** PROBLEM **
The reply should give back every entry exactly as written.

** RECORDS PROVIDED **
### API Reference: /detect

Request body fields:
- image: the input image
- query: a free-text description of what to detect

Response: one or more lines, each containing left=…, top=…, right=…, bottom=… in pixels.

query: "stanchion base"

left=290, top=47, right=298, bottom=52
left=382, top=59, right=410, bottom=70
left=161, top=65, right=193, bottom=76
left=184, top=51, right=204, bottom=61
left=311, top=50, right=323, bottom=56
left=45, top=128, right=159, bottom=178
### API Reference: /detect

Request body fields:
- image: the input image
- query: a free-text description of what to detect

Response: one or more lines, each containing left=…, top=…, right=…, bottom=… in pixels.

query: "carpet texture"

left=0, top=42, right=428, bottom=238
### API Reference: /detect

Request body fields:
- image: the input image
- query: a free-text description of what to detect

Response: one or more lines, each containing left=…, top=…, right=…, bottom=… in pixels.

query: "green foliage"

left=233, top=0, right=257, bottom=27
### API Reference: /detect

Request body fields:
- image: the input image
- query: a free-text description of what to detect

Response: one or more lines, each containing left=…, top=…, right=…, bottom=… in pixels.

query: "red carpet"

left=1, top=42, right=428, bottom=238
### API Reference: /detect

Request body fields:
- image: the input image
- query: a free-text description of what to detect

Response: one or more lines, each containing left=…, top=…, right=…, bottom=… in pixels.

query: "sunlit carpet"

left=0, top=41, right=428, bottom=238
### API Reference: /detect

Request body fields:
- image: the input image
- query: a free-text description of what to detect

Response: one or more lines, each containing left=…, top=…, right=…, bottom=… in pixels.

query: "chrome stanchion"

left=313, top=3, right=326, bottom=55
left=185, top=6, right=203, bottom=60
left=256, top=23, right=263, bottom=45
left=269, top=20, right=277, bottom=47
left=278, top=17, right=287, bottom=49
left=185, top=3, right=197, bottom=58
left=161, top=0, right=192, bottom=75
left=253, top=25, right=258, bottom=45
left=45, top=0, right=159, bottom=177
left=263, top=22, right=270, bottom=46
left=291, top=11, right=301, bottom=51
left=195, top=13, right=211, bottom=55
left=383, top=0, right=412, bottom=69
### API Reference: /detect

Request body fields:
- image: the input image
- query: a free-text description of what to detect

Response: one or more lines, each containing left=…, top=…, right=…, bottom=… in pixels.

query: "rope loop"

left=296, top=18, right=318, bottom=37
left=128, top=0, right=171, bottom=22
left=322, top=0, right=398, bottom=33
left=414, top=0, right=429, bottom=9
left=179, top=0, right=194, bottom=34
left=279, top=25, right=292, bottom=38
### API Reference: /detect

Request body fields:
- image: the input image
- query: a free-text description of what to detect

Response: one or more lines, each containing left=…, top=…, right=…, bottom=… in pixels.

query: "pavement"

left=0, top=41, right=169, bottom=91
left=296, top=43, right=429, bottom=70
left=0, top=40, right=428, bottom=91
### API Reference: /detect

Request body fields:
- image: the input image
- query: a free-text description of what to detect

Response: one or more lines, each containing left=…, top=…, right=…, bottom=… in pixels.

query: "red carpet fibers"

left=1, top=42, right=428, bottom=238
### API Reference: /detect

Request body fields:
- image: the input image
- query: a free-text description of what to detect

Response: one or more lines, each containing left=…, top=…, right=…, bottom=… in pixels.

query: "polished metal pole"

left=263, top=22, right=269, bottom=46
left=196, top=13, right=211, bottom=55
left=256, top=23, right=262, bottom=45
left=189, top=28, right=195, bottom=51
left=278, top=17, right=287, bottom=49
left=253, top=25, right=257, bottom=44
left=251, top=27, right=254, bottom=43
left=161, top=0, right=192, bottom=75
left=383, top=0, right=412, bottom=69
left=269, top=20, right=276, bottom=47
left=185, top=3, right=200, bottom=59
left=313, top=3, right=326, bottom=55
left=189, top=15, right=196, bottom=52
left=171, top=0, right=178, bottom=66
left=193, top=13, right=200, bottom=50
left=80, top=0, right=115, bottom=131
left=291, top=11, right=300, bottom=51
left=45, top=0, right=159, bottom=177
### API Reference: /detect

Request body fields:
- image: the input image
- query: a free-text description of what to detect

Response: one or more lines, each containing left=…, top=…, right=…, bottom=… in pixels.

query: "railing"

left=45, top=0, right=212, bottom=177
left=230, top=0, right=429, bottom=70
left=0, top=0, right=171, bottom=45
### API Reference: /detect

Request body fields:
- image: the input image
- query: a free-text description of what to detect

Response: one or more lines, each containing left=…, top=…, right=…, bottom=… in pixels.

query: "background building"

** RESULT **
### API Reference: /detect

Request body fields:
- image: the input image
- query: a free-text description of what to detect

Response: one or more lines, each containing left=…, top=…, right=…, bottom=… in pixels.

query: "stanchion base"

left=290, top=47, right=298, bottom=52
left=382, top=59, right=410, bottom=70
left=161, top=65, right=193, bottom=76
left=184, top=51, right=204, bottom=61
left=311, top=50, right=323, bottom=56
left=45, top=128, right=159, bottom=178
### API Reference: /detect

Request body fields:
- image: the input image
- query: a free-text description of what to detect

Response: one or more lines, each containing left=…, top=…, right=…, bottom=… in pixels.

query: "carpet texture"

left=0, top=42, right=428, bottom=238
### API Reference: /detect

Request body fields:
- image: the input image
- query: a free-text description of what to detect

Response: one or more lines, each containing left=…, top=…, right=…, bottom=… in pixels.

query: "green foliage"

left=233, top=0, right=257, bottom=27
### API Reference: /detect

Request body fields:
- image: the input image
- query: a free-text description of what to detect

Response: one or more lines, each containing left=…, top=…, right=…, bottom=… in pixels.

query: "red carpet"

left=1, top=42, right=428, bottom=238
### API Reference: /detect

Request body fields:
- image: the input image
- query: a free-text description of what to detect

Response: one or more lines, each containing left=…, top=…, right=…, bottom=… in pixels.

query: "sunlit carpet"

left=0, top=41, right=428, bottom=238
### API Reference: /detect

Request body fields:
- image: the input image
- query: a free-text description of what to detect

Response: one or more lines, each containing left=…, top=…, right=…, bottom=… in pixels.

query: "chrome stanchion"

left=313, top=3, right=326, bottom=55
left=185, top=6, right=203, bottom=60
left=256, top=23, right=263, bottom=45
left=269, top=20, right=277, bottom=47
left=278, top=17, right=287, bottom=49
left=185, top=3, right=197, bottom=58
left=161, top=0, right=192, bottom=75
left=253, top=25, right=258, bottom=45
left=45, top=0, right=159, bottom=177
left=263, top=22, right=270, bottom=46
left=291, top=11, right=301, bottom=51
left=195, top=13, right=211, bottom=55
left=383, top=0, right=412, bottom=69
### API Reference: /detect

Request body fields:
- image: the input image
- query: a free-text description of what to detect

Response: one or more lines, each containing left=…, top=…, right=…, bottom=… in pixels.

query: "rope loop"

left=296, top=18, right=318, bottom=37
left=128, top=0, right=171, bottom=22
left=322, top=0, right=398, bottom=33
left=414, top=0, right=429, bottom=9
left=179, top=0, right=194, bottom=34
left=279, top=25, right=292, bottom=38
### API Reference: /detect

Request body fields:
- image: the input image
- query: a free-text description of what to detect

Response: one or more lines, each containing left=…, top=…, right=…, bottom=… in pixels.

query: "pavement"

left=0, top=41, right=169, bottom=91
left=296, top=43, right=429, bottom=70
left=0, top=40, right=428, bottom=91
### API Reference: /detect

Request body fields:
- image: the input image
- query: a free-text description of what to detect

Response: one or more lines, each containing left=…, top=…, right=…, bottom=… in pixels.

query: "red carpet fibers"

left=1, top=42, right=428, bottom=238
### API Reference: /detect

Request body fields:
- image: the input image
- query: a free-text description of what to detect

Response: one or more lines, each containing left=…, top=…, right=…, bottom=… in pixels.

query: "polished metal pole"

left=263, top=22, right=269, bottom=46
left=196, top=13, right=211, bottom=55
left=256, top=23, right=262, bottom=45
left=189, top=28, right=195, bottom=51
left=278, top=17, right=287, bottom=49
left=253, top=25, right=257, bottom=44
left=251, top=27, right=254, bottom=43
left=161, top=0, right=192, bottom=75
left=383, top=0, right=412, bottom=69
left=269, top=20, right=276, bottom=47
left=185, top=3, right=200, bottom=59
left=313, top=3, right=326, bottom=55
left=189, top=15, right=196, bottom=52
left=171, top=0, right=178, bottom=66
left=193, top=13, right=200, bottom=50
left=80, top=0, right=115, bottom=131
left=291, top=11, right=300, bottom=51
left=45, top=0, right=159, bottom=177
### API Reference: /detect

Request body fields:
- image: the input image
- query: a free-text description of what to detect

Response: one or more lines, each containing left=…, top=…, right=…, bottom=… in pixels.

query: "railing"

left=45, top=0, right=212, bottom=177
left=230, top=0, right=429, bottom=70
left=0, top=0, right=171, bottom=45
### API Reference: /detect

Request body fields:
- image: the input image
- query: a free-text description of what to detect

Response: one or more lines, each containing left=…, top=…, right=…, bottom=… in pixels.

query: "background building"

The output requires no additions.